EXCERPTED TEXT
But as you make your way through the game, many smaller plagues begin to infect your system. Checkpoints, while appearing on a somewhat frequent basis, are ill-positioned. One objective had me escorting a slow, plodding tank from one point to another, and then protecting the tank from pink monster thingys as the tank did the work that Alex Mercer should be powerful enough to do anyways…and then repeating twice more. While the fact that the game has a handful of escort missions alone should be punishable with a spiked-mace lashing, that the game doesn’t place a checkpoint after the tank FINALLY arrives at its destination amplifies the frustration that stems from your inevitable death.

And you will fail. With great frequency. It’s as if the karma from the endless murdering of virtual citizens that didn’t have it coming was biting you in the ass. Enemies will swarm and fire at you from off the camera. Some enemies are genetically superior enough to smash 9/10s of your health in a single swipe or attack combination, even if Mercer is wearing his super-scabby-armour. One boss will unleash an attack that saps all but a thimble-full of health…in tandem with other homing projectiles…in tandem with respawning enemies ambushing you from behind. Prototype is certainly a game short in mercy, as there are numerous moments like such that are a great deal more frustrating than they ought to be. Thus, I found myself begging for the game to have cheat codes of some sort, only to be disappointed to find none. If the Grand Theft Auto games should’ve taught something to the world, it’s that sandbox games and cheat codes go together like peanuts and salt. Speaking of meals, instead of self-regenerating health, you heal by feasting on the innocent. And it becomes quite annoying to flee from the scene of a battle to look for a snack…especially since later missions surround you only with zombies that give you a single cashew’s worth of nutrition. Hence I would find myself at ground zero, trying to scrounge up as many zombie-treats as I can, while still being overwhelmed by the pink-thingys of death.

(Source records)
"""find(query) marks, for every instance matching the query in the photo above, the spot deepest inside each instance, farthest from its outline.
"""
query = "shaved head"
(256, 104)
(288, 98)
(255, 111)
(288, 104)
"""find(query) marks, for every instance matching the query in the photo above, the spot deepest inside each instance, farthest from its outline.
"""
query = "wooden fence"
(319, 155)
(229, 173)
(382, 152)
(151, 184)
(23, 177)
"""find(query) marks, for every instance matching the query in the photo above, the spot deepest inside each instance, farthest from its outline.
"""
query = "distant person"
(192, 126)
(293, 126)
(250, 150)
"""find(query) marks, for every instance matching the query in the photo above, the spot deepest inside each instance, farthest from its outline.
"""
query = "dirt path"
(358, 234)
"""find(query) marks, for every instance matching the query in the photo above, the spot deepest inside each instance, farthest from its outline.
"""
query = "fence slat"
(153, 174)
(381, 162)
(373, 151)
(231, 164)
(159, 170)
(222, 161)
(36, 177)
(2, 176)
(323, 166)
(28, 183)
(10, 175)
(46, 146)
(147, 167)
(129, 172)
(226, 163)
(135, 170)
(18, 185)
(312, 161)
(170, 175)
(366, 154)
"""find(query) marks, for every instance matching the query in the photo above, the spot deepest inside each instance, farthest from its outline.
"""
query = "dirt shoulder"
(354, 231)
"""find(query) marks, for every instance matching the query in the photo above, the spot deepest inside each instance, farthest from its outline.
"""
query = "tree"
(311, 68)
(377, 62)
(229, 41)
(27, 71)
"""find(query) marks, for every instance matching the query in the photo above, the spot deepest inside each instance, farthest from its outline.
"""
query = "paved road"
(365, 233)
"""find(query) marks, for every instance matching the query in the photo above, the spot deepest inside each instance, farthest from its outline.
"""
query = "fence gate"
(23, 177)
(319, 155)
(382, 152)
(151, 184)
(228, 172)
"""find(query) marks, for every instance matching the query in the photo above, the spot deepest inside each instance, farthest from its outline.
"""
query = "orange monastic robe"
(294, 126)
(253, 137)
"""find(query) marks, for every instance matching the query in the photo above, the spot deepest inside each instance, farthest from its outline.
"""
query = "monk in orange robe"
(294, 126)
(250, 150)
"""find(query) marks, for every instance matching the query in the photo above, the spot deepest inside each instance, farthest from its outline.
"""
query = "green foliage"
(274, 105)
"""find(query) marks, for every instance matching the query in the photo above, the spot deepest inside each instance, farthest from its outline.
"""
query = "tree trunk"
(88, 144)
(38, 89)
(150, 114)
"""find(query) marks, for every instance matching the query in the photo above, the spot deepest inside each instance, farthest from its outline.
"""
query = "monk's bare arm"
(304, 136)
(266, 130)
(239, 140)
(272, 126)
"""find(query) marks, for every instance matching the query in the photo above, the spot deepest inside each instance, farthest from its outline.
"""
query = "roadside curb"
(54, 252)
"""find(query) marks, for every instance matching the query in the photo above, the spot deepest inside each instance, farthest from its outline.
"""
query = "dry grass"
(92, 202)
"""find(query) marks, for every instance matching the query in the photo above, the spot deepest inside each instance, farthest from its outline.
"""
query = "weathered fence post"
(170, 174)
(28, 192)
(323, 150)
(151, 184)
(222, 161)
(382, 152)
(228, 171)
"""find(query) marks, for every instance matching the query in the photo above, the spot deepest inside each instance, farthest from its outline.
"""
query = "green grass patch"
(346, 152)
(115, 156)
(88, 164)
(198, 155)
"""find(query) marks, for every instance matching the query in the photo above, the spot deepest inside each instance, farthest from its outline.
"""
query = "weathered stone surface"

PROBLEM
Summarize the review excerpt in two sentences. The entries are separate material, apart from the review excerpt.

ANSWER SPACE
The review excerpt faults Prototype for poorly positioned checkpoints, such as the lack of one after a repeated tank escort objective finally ends, and for punishing enemies that fire from off camera, strip away nearly all health in one attack, or ambush from behind during a boss fight. It also laments the absence of cheat codes and finds healing by feeding on innocents tiresome, especially in later missions where only low-nutrition zombies are available while enemies overwhelm the player.